Tanggal 10 – 12 November 2024 bertempat di Candi Prambanan telah diselenggarakan Upacara Abhiseka yang ke-6 sekaligus memperingati peresmian Candi Prambanan yang ke 1.168. Upacara ini dipuput oleh 8 Pinandita yang diantaranya Ida Pandita Mpu jaya Brahmananda (Bali), Ida Rsi Agung Putra Natha Siliwangi Manuaba (Jawa Barat), Romo Wiku Satya Dharma Telabah (Jawa Tengah), Ratu Bhagawan Dalem Acarya Maha Kerti Wira Jagad Manik (Daerah Istimewa Yogyakarta), Ida Pedanda Gede Nyoman Puja Manuaba (Nusa Tenggara Barat), Ida Pandita Mpu Jaya Ashita (Bali), Romo Rsi Hasto Dharma Telabah (Jawa Timur), dan Ida Mpu Natha Jelantik (Lampung).

▶ _Data yang Ditampilkan_:

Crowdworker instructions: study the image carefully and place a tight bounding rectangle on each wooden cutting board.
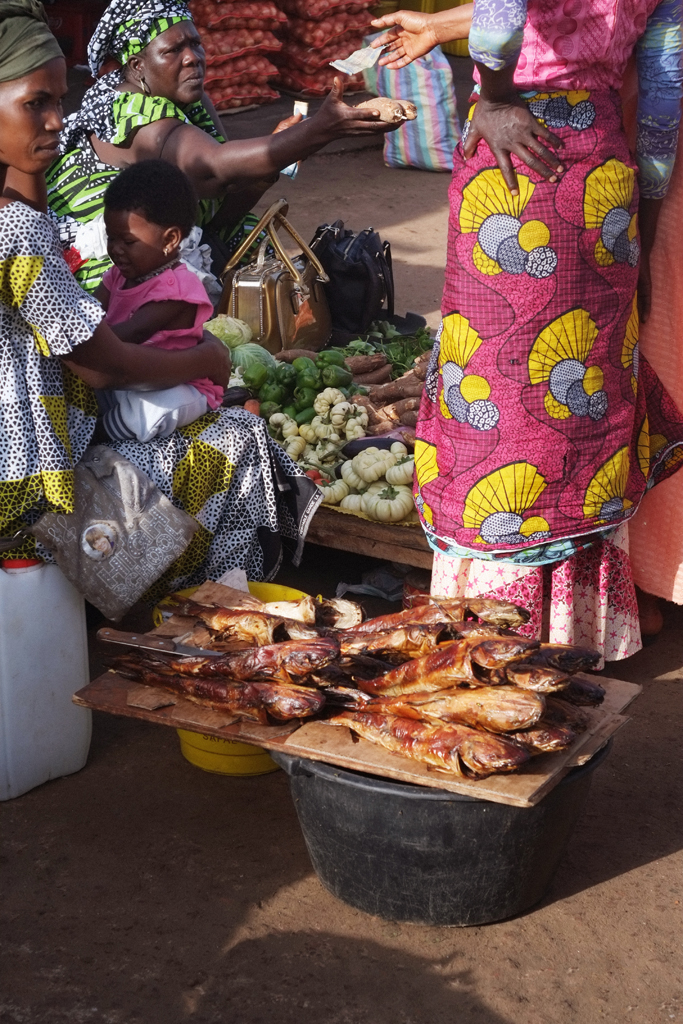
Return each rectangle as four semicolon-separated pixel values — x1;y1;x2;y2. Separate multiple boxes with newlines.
74;672;642;807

▶ _Tugas yang Dikerjakan_:
1. Kutip bagian teks tentang Upacara Abhiseka di Candi Prambanan dari "Tanggal 10 –" sampai "Natha Jelantik (Lampung)." tanpa mengubah satu kata pun.
2. Menurut teks tentang Upacara Abhiseka di Candi Prambanan, peresmian candi yang keberapa diperingati bersamaan dengan upacara itu?
3. Silakan lanjutkan teks tentang Upacara Abhiseka di Candi Prambanan mulai setelah kalimat terakhirnya.

▶ _Jawaban Tertulis_:
1.
Tanggal 10 – 12 November 2024 bertempat di Candi Prambanan telah diselenggarakan Upacara Abhiseka yang ke-6 sekaligus memperingati peresmian Candi Prambanan yang ke 1.168. Upacara ini dipuput oleh 8 Pinandita yang diantaranya Ida Pandita Mpu jaya Brahmananda (Bali), Ida Rsi Agung Putra Natha Siliwangi Manuaba (Jawa Barat), Romo Wiku Satya Dharma Telabah (Jawa Tengah), Ratu Bhagawan Dalem Acarya Maha Kerti Wira Jagad Manik (Daerah Istimewa Yogyakarta), Ida Pedanda Gede Nyoman Puja Manuaba (Nusa Tenggara Barat), Ida Pandita Mpu Jaya Ashita (Bali), Romo Rsi Hasto Dharma Telabah (Jawa Timur), dan Ida Mpu Natha Jelantik (Lampung).

2. Peresmian Candi Prambanan yang ke-1.168.

3.
–
Kegiatan ini dilakukan untuk memperingati peresmian Candi Prambanan yang ke 1.168, dan kegiatan ini dinamakan “Abhiseka Samapta Dwiyottama Swalayan” yang diambil dari bagian Prasasti Siwa Grha yang berbunyi
artinya setelah tempat berlindung civa selesai dibangun dalam kemegahan ilahi, sungai (jalur) diubah sehingga beriak di sepanjang halaman. Sedangkan kata Abhiseka berarti penyucian atau ritual pemandian arca, pratima suci dengan menggunakan wewangian dan sarana lain. Sehingga “Abhiseka Samapta Dwiyottama Swalayan” berarti pensucian arca Dewa Siva yang megah dan keindahan ilahi. Namun karena Arca Dewa Siva merupakan Cagar Budaya yang tidak boleh terkena zat cair maka pratima diganti dengan simbol Lingga-Yoni yang disimpan di Pura Wisnu Sakti, Tambakan.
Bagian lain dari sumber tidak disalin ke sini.